Required actions:
(A) In the poll results post, what share of respondents copy production data to another server and use it as-is?
(B) In the poll results post, what are all the sources of development data that the poll reports, each with its percentage?
(C) Continue the poll results post on developer data, picking up right after its final line.

Source excerpt:
--- START ---

T-SQL & Development

Poll Results: Yep, Developers are Using Unmasked Production Data.

By Brent Ozar · July 5, 2019 · 14 comments

Earlier this week, I asked where your developers are getting their development databases from. The poll results are in:

9% of development happens on the production database server
57% are copying the production data to another server, and using it as-is
31% are copying the production data, but then masking/scrambling private data before developers get access to it
25% are using made-up data for development

The totals add up to over 100% because y’all were allowed to pick multiple responses when development was happening in more than way in your organization.

To put it another way, 2/3 of the time, developers are seeing the production data as-is.

You left comments, too.

And I got a chuckle out of a lot of these, so I’m putting in my favorites verbatim. Based on the comments, you can probably guess what their answer was:

A Dev environment would be nice
Also, it’s on their own workstation.
and it pains me so.
And then we have problems with the test DB being tiny and developers missing needed indexes.
Application Development is a copy of production. Reporting teams develop directly in production environment.
But the data is of poor quality!
data is generally not copied from production database, but is loaded via etl from production sources
Depends on what i am doing, if it’s major then i will work on a copy of prod on my dev server but most of the time it’s just straight prod. I will caveat this by saying i’m a one man band here, doing dev and dba in a small company.
dev databases use to be replicas which caused devs to come up with stupid work arounds to deal with the possible overwrites and sometimes promote code to production that queried both dev and prod – or sometimes write dev code to production to replicate it down. am forcing them to use stale data now that is only updated ad hoc after a request, and the response to requests to get the data updated is usually “no.”
Developers are also Tier 2 & 3 support.
Development databases that import data from 3rd party databases, which in turn may or may not have sensitive data deleted/masked.
Gonna get better, soon. Boy, the users will hate it. Screw ’em. Growth hurts.

--- END ---

Information supplied:
--- START ---

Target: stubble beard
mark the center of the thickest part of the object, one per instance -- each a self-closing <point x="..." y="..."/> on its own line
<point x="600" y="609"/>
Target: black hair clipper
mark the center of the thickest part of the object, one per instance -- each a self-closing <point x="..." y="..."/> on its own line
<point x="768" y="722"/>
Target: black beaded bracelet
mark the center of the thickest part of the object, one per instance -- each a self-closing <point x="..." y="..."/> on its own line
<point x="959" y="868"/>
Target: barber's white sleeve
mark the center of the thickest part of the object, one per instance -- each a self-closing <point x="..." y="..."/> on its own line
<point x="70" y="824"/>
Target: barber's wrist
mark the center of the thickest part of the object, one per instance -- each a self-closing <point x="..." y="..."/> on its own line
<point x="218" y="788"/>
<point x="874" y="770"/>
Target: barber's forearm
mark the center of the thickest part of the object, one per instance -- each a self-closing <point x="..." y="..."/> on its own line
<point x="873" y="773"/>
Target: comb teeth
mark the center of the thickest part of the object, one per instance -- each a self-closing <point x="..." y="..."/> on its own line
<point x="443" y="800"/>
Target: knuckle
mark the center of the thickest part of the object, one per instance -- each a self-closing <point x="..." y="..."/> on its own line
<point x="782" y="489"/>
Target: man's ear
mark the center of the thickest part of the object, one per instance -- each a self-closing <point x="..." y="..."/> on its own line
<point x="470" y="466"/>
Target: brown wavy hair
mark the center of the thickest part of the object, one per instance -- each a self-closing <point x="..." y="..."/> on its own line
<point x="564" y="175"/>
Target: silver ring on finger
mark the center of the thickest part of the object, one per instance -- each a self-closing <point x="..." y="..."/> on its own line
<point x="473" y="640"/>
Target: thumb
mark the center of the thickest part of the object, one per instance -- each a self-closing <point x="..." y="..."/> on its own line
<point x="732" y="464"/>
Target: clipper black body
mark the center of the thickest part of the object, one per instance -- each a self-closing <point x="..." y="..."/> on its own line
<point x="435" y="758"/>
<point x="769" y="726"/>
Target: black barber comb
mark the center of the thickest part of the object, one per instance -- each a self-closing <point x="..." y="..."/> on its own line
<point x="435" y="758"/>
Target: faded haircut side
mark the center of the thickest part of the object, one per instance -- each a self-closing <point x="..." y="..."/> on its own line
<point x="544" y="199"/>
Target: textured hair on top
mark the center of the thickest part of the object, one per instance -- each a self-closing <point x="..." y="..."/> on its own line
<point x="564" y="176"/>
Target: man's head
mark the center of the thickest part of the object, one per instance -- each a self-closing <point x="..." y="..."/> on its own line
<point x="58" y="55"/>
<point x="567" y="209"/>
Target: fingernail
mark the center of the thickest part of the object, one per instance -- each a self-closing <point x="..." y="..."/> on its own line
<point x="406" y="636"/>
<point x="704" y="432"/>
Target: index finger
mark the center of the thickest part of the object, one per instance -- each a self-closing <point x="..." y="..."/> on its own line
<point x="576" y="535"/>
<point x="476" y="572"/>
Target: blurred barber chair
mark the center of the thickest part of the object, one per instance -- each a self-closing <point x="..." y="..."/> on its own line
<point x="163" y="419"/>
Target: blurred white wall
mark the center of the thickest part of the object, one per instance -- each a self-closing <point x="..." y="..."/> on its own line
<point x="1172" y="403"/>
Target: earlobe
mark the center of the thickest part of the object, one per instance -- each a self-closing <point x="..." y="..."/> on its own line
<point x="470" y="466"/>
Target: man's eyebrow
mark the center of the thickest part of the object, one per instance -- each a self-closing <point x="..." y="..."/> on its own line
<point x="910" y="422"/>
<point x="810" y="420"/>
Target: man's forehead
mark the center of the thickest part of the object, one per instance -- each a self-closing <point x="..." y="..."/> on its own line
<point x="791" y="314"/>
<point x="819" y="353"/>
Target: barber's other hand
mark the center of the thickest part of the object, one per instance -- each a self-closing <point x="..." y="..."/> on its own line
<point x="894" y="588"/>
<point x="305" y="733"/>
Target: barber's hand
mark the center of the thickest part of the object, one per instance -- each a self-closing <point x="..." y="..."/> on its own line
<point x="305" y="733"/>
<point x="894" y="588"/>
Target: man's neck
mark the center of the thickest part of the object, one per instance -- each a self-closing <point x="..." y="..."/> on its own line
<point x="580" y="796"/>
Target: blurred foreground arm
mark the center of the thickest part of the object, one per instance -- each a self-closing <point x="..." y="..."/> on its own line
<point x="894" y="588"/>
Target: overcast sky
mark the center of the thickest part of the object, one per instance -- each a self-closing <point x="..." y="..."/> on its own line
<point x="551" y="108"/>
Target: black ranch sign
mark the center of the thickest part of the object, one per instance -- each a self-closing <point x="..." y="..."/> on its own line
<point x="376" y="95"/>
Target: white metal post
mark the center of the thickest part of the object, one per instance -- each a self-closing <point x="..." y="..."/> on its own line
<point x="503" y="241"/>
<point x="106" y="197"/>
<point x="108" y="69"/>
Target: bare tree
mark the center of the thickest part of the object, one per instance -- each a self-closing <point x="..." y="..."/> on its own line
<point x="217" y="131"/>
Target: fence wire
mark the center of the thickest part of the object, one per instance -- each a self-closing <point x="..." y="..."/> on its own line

--- END ---

Answers to the exercise:
(A) 57%

(B)
- Development happens on the production database server: 9%
- Production data is copied to another server and used as-is: 57%
- Production data is copied, then private data is masked or scrambled before developers get access: 31%
- Made-up data is used for development: 25%

(C)
hooooooooooooooooooooooooooooboy
How do we remove the data but keep the data?
How does one get the devs to work in test after they’re all working directly in prod? I just started here…
I don’t always develop, but when I do, it’s in production. 😉
I try to keep my working development data sounding at least vaguely realistic, Pete’s Pretzels, Cyndi’s Cinnamon, Bill’s Barley, etc. so I can tell from names what relationships there are between different data items as I see them, and if a client drops by, it won’t be terribly embarrassing, and they won’t be confused by “Company 1” and “Company Xyz” that makes “Product 1” and “Product Test 3” and so forth.This way, too, I can be sure that no live data accidentally gets into my local database, and if I have to set the flags on it to pretend to be “production”, for testing, emails will never inadvertently sent to real clients.The downside is I can never generate more than a tiny fraction of the volume of data we have in production, so troubleshooting performance issues requires working in production.
It depends! if its a brand new app then no live data exists. if its to fix a bug related to specific data then a copy of prod – that may or may not get deleted
It is a copy of production data but we do not store sensitive data in our production database.
It’s a copy of Production from before the days when most of today’s functionality existed, therefore it has a lot of made up data and test orders created by developers and QA personnel.
it’s a pain in the neck having to generate so much synthetic dev data (c;
Its where the best data is 😉
Masked prod data is useful but too large for Dev env. Prod level data is tested at the prod support deploy stage
moving to dev db with make up contents soon
No sensitive data in production database
Not refreshed on a schedule so very out of date.
Oh – how we laughed!?!?!?!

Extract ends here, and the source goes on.